• What is required: Arrange the data as a numbered list, starting with the line that contains "logo, then give the position of each instance." and continuing through the end of the data. Leave out blank lines.

++++

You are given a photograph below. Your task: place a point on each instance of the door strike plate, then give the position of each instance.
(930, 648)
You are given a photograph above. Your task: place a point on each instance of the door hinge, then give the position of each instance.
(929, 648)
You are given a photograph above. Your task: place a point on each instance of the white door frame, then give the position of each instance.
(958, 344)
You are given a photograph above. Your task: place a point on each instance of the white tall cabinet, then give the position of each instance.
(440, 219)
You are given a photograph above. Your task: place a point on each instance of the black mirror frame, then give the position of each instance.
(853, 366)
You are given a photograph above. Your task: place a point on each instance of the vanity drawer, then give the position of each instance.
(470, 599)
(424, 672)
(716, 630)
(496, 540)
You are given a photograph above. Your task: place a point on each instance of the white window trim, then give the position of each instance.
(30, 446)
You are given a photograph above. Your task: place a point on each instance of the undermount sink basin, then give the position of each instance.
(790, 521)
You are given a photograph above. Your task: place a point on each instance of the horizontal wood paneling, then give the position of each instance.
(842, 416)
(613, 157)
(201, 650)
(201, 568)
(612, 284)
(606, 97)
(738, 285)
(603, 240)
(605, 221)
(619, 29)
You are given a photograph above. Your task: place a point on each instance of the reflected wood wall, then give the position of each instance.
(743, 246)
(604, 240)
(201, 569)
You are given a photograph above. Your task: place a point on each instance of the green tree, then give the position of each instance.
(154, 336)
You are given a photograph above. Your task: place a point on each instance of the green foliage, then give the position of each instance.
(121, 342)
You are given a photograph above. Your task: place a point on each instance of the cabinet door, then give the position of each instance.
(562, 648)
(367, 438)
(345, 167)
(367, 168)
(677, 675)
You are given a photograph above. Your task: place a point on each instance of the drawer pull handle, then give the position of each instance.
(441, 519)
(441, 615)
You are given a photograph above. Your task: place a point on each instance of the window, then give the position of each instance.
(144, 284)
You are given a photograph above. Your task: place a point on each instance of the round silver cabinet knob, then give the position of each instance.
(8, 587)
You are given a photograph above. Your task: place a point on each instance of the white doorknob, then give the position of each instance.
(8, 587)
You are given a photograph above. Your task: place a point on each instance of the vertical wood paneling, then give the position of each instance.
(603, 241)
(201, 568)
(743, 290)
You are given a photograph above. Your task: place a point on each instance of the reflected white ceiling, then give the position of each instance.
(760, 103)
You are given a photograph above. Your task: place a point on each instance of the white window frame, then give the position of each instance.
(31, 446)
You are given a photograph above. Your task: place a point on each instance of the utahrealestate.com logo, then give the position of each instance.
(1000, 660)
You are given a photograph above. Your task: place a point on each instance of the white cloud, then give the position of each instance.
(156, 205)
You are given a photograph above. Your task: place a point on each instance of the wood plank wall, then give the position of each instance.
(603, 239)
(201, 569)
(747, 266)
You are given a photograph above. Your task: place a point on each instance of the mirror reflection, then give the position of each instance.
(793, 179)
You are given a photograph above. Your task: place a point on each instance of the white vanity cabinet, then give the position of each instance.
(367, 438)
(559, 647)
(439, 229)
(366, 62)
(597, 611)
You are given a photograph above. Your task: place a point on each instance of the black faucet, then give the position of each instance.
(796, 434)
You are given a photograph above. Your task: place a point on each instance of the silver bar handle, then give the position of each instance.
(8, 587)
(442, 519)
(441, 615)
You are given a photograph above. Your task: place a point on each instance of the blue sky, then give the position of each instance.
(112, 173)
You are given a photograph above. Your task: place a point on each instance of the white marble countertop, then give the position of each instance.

++++

• Task response:
1. You are given a photograph above. Your task: place a point on each instance of the utahrealestate.com logo, then give the position of each instance.
2. (1000, 660)
3. You are given a photograph above. Your task: place a point on each instance of the white cloud, then give the position of each instance.
4. (156, 205)
5. You are given a photograph above. Your task: place a point on each instance of the wood plank wall, then give the position of each instance.
6. (603, 239)
7. (201, 569)
8. (747, 266)
9. You are given a photograph above. Your task: place a point on each instance of the mirror reflection, then give the position of each instance.
10. (793, 179)
11. You are given a photograph above. Your task: place a point on each instance of the white vanity cabinet, then give the position of each instance.
12. (367, 438)
13. (559, 647)
14. (439, 229)
15. (366, 62)
16. (597, 611)
17. You are given a photograph above. Your task: place a point on each instance of the black faucet, then give the position of each instance.
18. (796, 434)
19. You are given a photograph above. Your task: place a point on each instance of the silver bar handle, then give the position of each instance.
20. (8, 587)
21. (442, 519)
22. (441, 615)
23. You are given a photograph above. Your task: place a point on each instance of the blue sky, then give the position of each instance.
24. (112, 173)
25. You are given a photograph above. Your task: place a point on each instance of the white marble countertop, then give the position of each instance.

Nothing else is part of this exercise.